# TRAVAIL DEMANDÉ
D'après le texte sur les aquariums récifaux, en quelle année le premier bac pur-Jaubert a-t-il été établi ?

# DOCUMENT
Il est peut-être ironique que les méthodes développées avec succè pour le récif mésocosme d'Adey (1983) aient déjà promu et utilisé des lits de sables épais, que la "méthode Jaubert" (Jaubert 1989) dépende strictement de l'utilisation de lits de carbonates lourds, que Julian Sprung ait parlé de son application du Jaubter avec succès au début des années 1990, que j'ai établi mon premier bac pur-Jaubert en 1994 avec beaucoup de succès pendant plusieurs années, et que je continue à avoir (même aujourd'hui) des bacs filtrés naturellement sans l'utilisation d'écumeur. Au début des années 1990, les gens ont "tiré sur la prise" de leur filtre semi-humides. Maintenant, il semble que les gens tirent sur la prise de leur lit de sable et retournent à un écumage massif et aux bacs à fond nu, une méthode vieille de quinze ans dont les défauts ont causé son abandon la première fois. A la place, nous voyons apparaître un grand nombre de nouveaux (et coûteux) filtres mécaniques, produits anti-phosphates à utiliser dans des appareils spéciaux, des écumeurs sophistiqués à l'extrême, des dénitrateurs à soufre, et d'autres encore. Des produits similaires ornaient les pages de publicité du FAMA en 1992, faites par des compagnies dont j'ai un jour utilisé les produits, en me demandant si c'était quelque chose dont j'avais besoin ou que je devrais avoir pour mon aquarium, jusqu'` ce que nous nous rendîmes tous compte que leurs appareils ne marchaient pas, observâmes des phénomènes non reproductibles, ou trouvâmes qu'il y avait des méthodes meilleures et plus naturelles 'de le faire'. (Pour la petite histoire, il est tout simplement étonnant de constater combien de compagnies utilisent les mêmes publicités qu'il y a 13 ans!)

[Enregistrements stockés du jeu de données]
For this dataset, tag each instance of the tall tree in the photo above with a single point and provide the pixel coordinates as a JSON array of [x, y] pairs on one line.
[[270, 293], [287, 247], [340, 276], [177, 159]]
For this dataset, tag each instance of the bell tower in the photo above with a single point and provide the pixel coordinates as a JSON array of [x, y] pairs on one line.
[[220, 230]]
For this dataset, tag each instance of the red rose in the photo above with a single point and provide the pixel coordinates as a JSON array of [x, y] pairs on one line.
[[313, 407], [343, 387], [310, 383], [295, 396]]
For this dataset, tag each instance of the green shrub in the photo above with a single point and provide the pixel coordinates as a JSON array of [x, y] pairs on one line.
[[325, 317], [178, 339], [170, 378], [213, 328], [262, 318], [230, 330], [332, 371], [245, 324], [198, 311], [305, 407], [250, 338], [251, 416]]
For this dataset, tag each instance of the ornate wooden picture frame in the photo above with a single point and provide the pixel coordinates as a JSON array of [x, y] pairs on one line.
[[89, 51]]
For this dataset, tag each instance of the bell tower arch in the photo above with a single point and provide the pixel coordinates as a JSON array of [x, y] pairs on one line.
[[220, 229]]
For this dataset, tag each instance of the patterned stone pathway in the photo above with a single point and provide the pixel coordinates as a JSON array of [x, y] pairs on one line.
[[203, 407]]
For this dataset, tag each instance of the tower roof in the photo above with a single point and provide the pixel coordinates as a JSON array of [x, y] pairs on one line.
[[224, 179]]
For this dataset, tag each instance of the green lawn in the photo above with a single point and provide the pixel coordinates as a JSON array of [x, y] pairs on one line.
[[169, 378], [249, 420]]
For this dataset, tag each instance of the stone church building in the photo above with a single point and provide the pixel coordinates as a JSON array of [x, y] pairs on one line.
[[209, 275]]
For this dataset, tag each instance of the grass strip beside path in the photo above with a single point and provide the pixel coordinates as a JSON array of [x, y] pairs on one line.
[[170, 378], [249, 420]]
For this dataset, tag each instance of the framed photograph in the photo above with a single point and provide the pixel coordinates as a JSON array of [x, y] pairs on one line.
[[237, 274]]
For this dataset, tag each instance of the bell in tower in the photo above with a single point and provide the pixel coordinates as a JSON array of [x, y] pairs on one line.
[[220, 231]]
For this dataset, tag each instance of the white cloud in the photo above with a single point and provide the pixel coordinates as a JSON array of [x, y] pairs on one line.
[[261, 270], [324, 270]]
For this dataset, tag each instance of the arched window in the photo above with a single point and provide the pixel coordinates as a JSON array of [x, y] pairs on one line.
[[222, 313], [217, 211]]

# SOLUTION
En 1994.